Location identification entries:
******

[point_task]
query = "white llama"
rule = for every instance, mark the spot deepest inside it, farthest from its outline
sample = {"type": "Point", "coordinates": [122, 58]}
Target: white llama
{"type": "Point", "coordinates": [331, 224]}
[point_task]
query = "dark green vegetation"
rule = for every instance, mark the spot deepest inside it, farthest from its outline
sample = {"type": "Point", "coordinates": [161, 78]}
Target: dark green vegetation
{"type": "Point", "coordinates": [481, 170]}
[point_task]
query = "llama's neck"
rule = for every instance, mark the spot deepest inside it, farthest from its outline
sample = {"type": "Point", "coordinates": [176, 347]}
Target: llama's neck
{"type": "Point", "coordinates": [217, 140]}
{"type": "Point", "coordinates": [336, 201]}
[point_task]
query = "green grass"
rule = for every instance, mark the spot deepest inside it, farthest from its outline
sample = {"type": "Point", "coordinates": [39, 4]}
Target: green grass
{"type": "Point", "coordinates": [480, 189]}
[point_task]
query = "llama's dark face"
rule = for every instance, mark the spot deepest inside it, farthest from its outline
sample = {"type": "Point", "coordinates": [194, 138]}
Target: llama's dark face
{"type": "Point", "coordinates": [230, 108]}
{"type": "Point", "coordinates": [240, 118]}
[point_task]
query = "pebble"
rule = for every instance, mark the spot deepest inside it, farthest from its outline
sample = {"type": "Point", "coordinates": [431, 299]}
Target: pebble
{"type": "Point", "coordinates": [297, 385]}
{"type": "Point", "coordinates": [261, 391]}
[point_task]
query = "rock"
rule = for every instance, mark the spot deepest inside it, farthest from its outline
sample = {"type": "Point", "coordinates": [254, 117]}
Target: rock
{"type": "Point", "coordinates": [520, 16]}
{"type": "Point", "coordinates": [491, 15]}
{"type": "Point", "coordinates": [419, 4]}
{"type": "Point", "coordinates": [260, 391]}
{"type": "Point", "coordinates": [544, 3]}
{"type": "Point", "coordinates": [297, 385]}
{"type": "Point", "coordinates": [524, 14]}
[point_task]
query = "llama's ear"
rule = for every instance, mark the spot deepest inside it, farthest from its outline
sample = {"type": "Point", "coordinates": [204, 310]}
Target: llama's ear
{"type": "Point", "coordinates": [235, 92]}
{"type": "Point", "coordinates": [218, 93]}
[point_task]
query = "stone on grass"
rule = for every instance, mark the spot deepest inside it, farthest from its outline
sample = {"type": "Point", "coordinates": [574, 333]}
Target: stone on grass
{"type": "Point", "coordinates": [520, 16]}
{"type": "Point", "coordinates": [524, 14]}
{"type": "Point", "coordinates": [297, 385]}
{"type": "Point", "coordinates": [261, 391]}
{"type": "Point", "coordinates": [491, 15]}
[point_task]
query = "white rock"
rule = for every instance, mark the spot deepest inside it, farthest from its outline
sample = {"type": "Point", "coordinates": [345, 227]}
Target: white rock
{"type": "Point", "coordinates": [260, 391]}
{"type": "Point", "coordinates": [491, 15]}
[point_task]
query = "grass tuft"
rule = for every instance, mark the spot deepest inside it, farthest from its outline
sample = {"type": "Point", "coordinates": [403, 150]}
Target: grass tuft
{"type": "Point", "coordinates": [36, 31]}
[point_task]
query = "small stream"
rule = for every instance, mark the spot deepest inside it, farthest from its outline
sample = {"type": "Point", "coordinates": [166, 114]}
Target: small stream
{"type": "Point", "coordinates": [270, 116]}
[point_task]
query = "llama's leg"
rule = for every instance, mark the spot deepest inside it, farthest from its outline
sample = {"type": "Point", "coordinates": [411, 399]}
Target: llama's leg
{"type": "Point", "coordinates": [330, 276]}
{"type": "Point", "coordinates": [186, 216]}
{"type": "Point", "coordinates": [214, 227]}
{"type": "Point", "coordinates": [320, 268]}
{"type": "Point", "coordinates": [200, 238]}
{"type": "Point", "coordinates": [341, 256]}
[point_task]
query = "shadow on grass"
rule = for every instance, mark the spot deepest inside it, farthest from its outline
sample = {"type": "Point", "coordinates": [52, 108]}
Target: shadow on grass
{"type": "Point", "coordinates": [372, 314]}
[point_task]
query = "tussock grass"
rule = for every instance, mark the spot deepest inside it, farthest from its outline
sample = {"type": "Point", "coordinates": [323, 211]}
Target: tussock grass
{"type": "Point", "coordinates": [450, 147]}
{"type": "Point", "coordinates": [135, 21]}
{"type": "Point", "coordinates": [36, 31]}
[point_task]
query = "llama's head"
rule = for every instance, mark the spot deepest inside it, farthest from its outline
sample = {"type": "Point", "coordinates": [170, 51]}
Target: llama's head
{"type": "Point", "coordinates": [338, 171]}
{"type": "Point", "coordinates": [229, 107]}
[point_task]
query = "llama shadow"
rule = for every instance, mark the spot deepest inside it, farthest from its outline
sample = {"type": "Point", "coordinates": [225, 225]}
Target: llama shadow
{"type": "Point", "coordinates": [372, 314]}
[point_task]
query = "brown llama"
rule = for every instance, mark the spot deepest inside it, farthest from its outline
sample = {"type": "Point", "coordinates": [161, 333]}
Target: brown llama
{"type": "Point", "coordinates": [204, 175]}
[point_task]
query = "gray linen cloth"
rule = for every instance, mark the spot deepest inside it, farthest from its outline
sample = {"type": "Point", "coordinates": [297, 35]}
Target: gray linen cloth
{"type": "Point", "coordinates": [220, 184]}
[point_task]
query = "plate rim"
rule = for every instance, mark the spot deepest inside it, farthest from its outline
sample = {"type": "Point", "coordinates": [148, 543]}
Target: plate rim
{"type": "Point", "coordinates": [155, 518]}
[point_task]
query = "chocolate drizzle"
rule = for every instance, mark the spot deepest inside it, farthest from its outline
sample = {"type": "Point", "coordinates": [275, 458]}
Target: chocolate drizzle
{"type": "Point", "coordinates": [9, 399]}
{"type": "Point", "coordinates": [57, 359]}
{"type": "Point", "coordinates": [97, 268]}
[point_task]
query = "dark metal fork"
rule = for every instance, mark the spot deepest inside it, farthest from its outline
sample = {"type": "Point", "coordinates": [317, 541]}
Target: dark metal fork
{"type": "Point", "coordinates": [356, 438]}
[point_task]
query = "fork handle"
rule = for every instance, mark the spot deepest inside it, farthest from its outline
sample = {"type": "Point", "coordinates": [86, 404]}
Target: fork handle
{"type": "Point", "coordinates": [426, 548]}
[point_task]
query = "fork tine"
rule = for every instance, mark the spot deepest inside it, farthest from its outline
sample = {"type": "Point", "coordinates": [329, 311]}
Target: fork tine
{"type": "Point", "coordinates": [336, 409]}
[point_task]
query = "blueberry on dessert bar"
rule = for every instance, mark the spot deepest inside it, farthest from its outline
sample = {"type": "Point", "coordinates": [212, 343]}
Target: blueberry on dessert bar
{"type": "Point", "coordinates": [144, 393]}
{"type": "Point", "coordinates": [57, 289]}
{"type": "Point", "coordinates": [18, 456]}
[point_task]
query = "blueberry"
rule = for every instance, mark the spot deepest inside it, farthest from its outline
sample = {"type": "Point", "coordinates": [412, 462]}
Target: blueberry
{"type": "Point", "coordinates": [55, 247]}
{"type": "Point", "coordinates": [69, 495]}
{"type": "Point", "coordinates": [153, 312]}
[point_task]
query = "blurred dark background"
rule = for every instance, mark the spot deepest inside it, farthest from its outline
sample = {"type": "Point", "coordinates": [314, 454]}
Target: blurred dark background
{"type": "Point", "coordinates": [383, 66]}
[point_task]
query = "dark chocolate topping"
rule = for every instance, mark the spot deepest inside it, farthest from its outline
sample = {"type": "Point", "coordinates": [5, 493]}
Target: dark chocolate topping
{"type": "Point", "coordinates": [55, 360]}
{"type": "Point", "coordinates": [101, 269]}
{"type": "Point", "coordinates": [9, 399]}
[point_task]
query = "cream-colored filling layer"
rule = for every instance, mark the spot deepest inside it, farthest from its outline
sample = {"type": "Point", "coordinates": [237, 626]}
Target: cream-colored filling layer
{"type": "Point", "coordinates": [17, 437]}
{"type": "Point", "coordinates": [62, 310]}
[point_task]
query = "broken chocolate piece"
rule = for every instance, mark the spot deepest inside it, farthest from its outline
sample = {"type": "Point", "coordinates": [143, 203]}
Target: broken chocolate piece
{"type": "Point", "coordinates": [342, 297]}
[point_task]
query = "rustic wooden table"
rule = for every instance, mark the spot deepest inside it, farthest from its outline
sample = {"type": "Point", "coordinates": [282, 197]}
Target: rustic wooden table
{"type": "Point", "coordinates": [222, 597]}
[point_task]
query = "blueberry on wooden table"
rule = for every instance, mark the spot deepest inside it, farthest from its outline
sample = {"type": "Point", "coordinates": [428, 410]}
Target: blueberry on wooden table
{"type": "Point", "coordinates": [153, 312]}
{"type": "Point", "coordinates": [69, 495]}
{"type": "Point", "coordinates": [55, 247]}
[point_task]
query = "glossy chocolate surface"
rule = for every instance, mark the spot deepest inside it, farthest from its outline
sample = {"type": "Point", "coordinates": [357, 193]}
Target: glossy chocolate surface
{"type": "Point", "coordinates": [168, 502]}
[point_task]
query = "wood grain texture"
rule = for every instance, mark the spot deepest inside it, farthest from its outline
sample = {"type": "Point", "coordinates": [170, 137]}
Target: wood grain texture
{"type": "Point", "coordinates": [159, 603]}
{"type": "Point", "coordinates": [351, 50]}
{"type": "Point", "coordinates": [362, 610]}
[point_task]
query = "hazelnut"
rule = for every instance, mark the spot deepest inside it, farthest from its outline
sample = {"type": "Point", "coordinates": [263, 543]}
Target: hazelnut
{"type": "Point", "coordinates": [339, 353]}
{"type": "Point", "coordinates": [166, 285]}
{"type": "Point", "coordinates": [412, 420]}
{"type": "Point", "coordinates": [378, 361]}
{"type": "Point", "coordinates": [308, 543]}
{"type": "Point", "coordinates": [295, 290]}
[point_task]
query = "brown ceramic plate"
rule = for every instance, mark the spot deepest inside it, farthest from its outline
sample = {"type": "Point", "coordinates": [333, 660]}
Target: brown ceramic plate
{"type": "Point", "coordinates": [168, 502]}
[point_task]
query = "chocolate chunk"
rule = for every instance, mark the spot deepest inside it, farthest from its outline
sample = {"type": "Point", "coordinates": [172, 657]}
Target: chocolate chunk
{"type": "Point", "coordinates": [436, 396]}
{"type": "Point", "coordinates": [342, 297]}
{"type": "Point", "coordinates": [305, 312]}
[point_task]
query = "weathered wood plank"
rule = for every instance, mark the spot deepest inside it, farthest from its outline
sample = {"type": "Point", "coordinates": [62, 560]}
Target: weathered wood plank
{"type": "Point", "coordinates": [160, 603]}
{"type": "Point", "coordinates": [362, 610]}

******

◆ **DIRECTIVE**
Copy out each line of the rows above that contains the word "rustic", matching case exactly.

◆ **FULL OUTPUT**
query = "rustic wooden table"
Target: rustic wooden table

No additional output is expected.